公開. 更新. 投稿者:前立腺肥大症/過活動膀胱.この記事は約3分41秒で読めます.
4,701 ビュー. カテゴリ:ザルティアの処方制限
前立腺肥大の薬として発売されたザルティア。
成分はED治療薬のシアリスと同成分のタダラフィルです。
処方をみかけたことはまだありませんが、EDへの転用を防ぐために厳しい処方制限があるようです。
添付文書上では、
本剤の適用にあたっては、前立腺肥大症の診断・診療に関する国内外のガイドライン等の最新の情報を参考に、適切な検査により診断を確定すること。
という文面くらいしか見当たりませんが。
前立腺肥大症と診断しないと処方できないので、そのための様々な検査が必要です。
前立腺肥大症治療薬ザルティア錠について。性病、勃起障害(ED)でお悩みなら大阪市の石川泌尿器科へ
従って、現実的には泌尿器科でないと処方は困難です。
50歳以上という年齢制限もあります。
泌尿器科からの処方以外はNG。
50歳以上という年齢制限。

> [記録データ]:
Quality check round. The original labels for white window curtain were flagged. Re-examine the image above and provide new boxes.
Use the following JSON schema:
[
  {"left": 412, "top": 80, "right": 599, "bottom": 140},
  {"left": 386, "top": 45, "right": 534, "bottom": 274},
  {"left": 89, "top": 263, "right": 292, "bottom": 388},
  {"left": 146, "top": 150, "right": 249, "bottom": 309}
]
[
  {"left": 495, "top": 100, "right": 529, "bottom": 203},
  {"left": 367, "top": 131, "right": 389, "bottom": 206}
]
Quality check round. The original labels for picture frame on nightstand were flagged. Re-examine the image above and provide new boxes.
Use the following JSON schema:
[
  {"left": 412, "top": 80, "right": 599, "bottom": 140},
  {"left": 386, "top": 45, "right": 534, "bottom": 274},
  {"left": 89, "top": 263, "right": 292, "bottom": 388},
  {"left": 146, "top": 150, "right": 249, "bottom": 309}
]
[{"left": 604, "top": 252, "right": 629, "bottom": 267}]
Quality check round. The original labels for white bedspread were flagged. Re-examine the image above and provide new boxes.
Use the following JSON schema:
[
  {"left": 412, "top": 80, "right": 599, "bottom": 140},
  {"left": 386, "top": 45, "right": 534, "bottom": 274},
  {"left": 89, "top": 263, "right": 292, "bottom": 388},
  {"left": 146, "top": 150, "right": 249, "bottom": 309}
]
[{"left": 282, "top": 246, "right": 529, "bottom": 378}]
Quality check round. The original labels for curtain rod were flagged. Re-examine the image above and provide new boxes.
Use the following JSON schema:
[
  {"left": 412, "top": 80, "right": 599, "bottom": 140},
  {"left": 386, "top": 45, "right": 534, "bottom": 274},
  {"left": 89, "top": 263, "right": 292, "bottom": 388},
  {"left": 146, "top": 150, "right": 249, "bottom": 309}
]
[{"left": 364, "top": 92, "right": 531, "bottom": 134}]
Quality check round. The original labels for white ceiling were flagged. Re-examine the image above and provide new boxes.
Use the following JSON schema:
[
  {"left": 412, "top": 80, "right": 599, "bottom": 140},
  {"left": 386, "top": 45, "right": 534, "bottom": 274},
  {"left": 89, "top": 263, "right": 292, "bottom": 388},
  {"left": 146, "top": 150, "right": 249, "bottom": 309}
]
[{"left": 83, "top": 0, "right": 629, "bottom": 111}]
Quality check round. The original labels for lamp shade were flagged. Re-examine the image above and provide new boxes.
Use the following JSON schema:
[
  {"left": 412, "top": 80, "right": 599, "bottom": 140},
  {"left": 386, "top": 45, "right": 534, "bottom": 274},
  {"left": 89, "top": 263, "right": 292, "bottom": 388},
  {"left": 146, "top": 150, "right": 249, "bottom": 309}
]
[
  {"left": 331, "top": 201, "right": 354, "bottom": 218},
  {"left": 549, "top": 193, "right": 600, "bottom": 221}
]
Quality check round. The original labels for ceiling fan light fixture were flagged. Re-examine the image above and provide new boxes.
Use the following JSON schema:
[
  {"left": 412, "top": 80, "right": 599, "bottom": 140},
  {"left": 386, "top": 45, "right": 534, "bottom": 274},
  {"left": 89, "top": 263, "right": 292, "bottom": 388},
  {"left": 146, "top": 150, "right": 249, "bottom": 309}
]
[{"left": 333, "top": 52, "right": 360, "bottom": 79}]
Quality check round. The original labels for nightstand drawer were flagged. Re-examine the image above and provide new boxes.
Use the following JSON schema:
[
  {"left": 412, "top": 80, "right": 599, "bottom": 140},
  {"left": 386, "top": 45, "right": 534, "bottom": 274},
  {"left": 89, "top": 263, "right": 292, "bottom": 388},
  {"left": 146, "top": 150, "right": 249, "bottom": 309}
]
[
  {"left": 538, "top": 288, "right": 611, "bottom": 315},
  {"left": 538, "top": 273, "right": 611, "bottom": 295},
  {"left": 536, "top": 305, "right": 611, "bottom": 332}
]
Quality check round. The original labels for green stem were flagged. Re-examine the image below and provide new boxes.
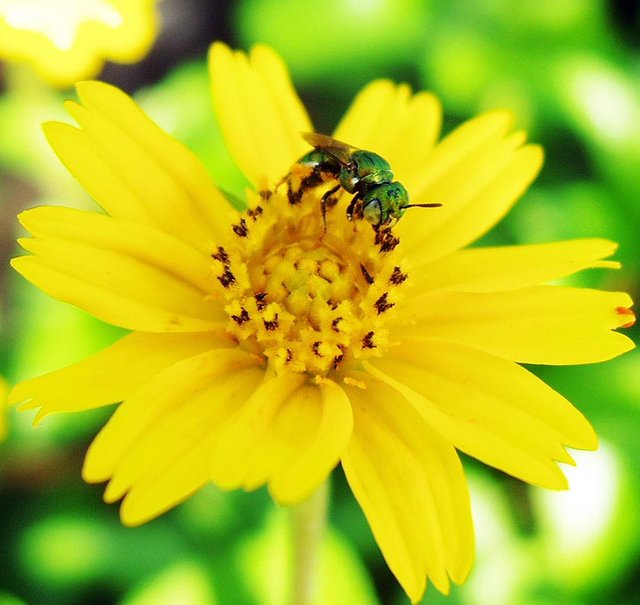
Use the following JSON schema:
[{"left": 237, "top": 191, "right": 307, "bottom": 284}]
[{"left": 290, "top": 481, "right": 329, "bottom": 605}]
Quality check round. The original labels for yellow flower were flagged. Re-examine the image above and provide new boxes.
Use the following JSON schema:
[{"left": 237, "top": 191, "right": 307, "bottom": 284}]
[
  {"left": 11, "top": 44, "right": 633, "bottom": 602},
  {"left": 0, "top": 0, "right": 157, "bottom": 88}
]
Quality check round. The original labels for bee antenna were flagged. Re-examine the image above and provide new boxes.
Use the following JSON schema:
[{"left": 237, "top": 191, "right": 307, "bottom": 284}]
[{"left": 400, "top": 203, "right": 442, "bottom": 210}]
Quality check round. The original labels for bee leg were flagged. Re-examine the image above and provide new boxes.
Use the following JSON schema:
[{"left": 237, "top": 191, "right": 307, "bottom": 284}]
[
  {"left": 320, "top": 185, "right": 340, "bottom": 235},
  {"left": 347, "top": 191, "right": 362, "bottom": 221}
]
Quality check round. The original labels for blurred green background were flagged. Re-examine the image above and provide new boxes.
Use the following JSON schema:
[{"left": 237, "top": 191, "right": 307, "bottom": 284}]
[{"left": 0, "top": 0, "right": 640, "bottom": 605}]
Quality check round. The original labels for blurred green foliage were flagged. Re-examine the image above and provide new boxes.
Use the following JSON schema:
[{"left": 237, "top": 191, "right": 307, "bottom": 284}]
[{"left": 0, "top": 0, "right": 640, "bottom": 605}]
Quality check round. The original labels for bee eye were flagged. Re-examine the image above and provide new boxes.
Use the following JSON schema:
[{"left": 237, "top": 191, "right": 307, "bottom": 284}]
[{"left": 362, "top": 199, "right": 382, "bottom": 225}]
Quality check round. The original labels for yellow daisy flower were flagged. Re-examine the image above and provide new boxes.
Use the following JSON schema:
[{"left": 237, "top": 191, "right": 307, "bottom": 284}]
[
  {"left": 0, "top": 0, "right": 157, "bottom": 88},
  {"left": 11, "top": 44, "right": 633, "bottom": 602}
]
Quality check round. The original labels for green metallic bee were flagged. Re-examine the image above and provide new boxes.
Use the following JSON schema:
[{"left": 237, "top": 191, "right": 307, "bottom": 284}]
[{"left": 298, "top": 132, "right": 442, "bottom": 231}]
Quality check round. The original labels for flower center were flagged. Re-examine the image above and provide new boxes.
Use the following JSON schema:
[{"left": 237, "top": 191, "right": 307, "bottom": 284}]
[{"left": 212, "top": 167, "right": 407, "bottom": 375}]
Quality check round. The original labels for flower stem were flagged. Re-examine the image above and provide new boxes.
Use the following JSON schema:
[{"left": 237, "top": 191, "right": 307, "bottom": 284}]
[{"left": 290, "top": 481, "right": 329, "bottom": 605}]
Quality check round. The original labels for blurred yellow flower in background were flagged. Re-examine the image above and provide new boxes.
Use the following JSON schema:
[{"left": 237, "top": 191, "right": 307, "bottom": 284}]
[
  {"left": 0, "top": 0, "right": 158, "bottom": 88},
  {"left": 0, "top": 376, "right": 9, "bottom": 441},
  {"left": 6, "top": 44, "right": 633, "bottom": 602}
]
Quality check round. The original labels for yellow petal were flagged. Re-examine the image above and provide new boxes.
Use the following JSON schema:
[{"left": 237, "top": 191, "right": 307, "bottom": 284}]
[
  {"left": 397, "top": 113, "right": 543, "bottom": 259},
  {"left": 18, "top": 206, "right": 215, "bottom": 294},
  {"left": 409, "top": 239, "right": 619, "bottom": 292},
  {"left": 209, "top": 42, "right": 313, "bottom": 188},
  {"left": 67, "top": 82, "right": 233, "bottom": 247},
  {"left": 12, "top": 208, "right": 224, "bottom": 332},
  {"left": 212, "top": 375, "right": 352, "bottom": 504},
  {"left": 342, "top": 376, "right": 474, "bottom": 603},
  {"left": 9, "top": 333, "right": 231, "bottom": 421},
  {"left": 211, "top": 374, "right": 306, "bottom": 489},
  {"left": 365, "top": 339, "right": 597, "bottom": 489},
  {"left": 43, "top": 122, "right": 152, "bottom": 224},
  {"left": 115, "top": 368, "right": 262, "bottom": 525},
  {"left": 334, "top": 80, "right": 442, "bottom": 181},
  {"left": 394, "top": 286, "right": 634, "bottom": 365},
  {"left": 269, "top": 380, "right": 353, "bottom": 504},
  {"left": 83, "top": 349, "right": 260, "bottom": 486}
]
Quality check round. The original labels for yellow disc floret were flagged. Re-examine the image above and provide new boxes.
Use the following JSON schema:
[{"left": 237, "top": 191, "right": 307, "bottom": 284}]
[{"left": 212, "top": 170, "right": 407, "bottom": 375}]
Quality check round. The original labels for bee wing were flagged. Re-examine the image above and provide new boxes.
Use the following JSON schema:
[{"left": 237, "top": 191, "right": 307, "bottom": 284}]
[{"left": 301, "top": 132, "right": 358, "bottom": 164}]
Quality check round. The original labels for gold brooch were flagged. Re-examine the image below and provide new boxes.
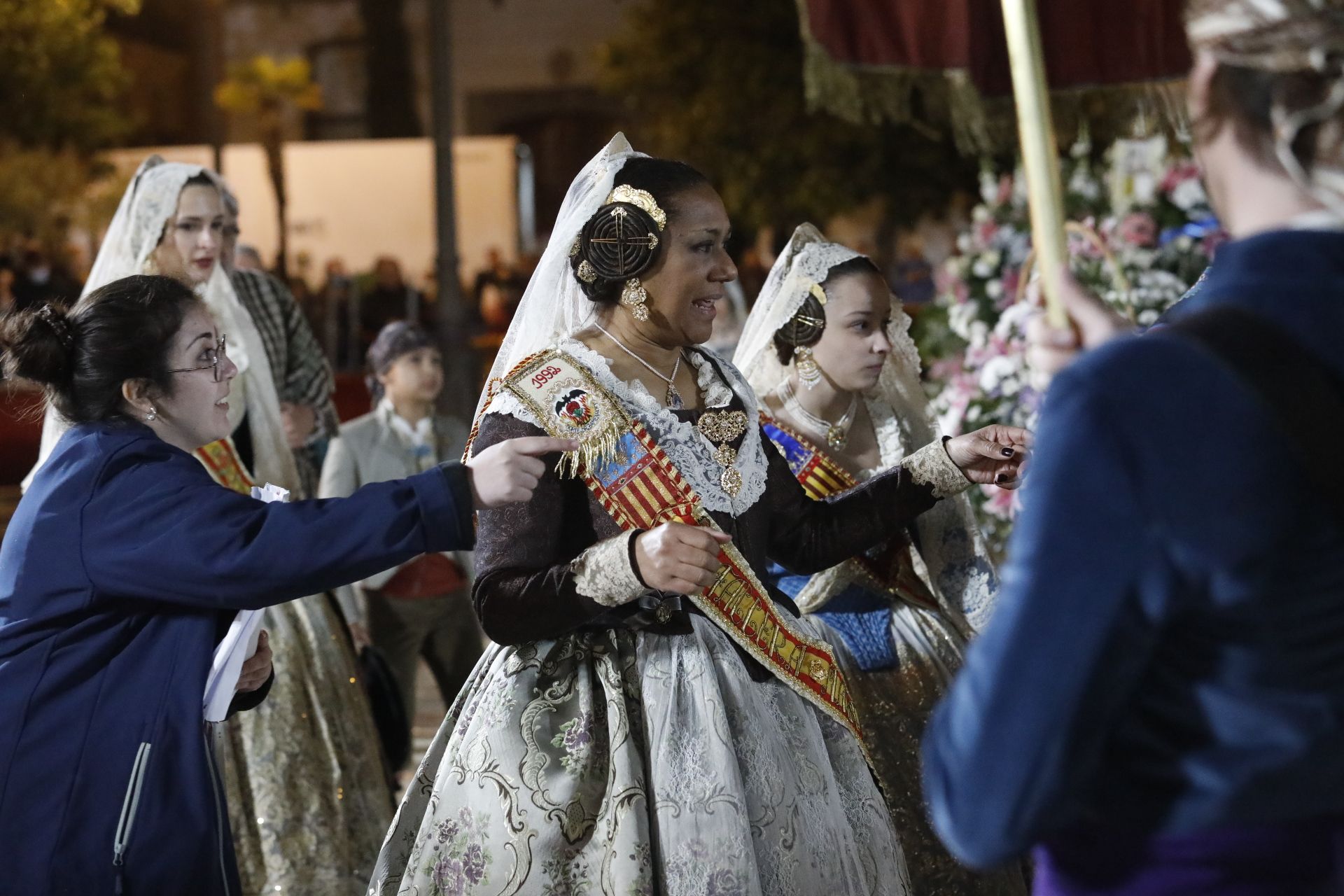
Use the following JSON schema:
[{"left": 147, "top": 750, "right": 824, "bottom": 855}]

> [課題 1]:
ザルティアについての文章によると、ザルティアの成分は何ですか。
> [課題 2]:
ザルティアについての文章のうち、「公開. 更新. 投稿者:前立腺肥大症/過活動膀胱.この記事は約3分41秒で読めます.」を含む語句で始まり「50歳以上という年齢制限。」で終わる部分を、一字も変えずに書き写してください。

> [模範解答 1]:
ED治療薬のシアリスと同じ成分のタダラフィルです。

> [模範解答 2]:
公開. 更新. 投稿者:前立腺肥大症/過活動膀胱.この記事は約3分41秒で読めます.
4,701 ビュー. カテゴリ:ザルティアの処方制限
前立腺肥大の薬として発売されたザルティア。
成分はED治療薬のシアリスと同成分のタダラフィルです。
処方をみかけたことはまだありませんが、EDへの転用を防ぐために厳しい処方制限があるようです。
添付文書上では、
本剤の適用にあたっては、前立腺肥大症の診断・診療に関する国内外のガイドライン等の最新の情報を参考に、適切な検査により診断を確定すること。
という文面くらいしか見当たりませんが。
前立腺肥大症と診断しないと処方できないので、そのための様々な検査が必要です。
前立腺肥大症治療薬ザルティア錠について。性病、勃起障害(ED)でお悩みなら大阪市の石川泌尿器科へ
従って、現実的には泌尿器科でないと処方は困難です。
50歳以上という年齢制限もあります。
泌尿器科からの処方以外はNG。
50歳以上という年齢制限。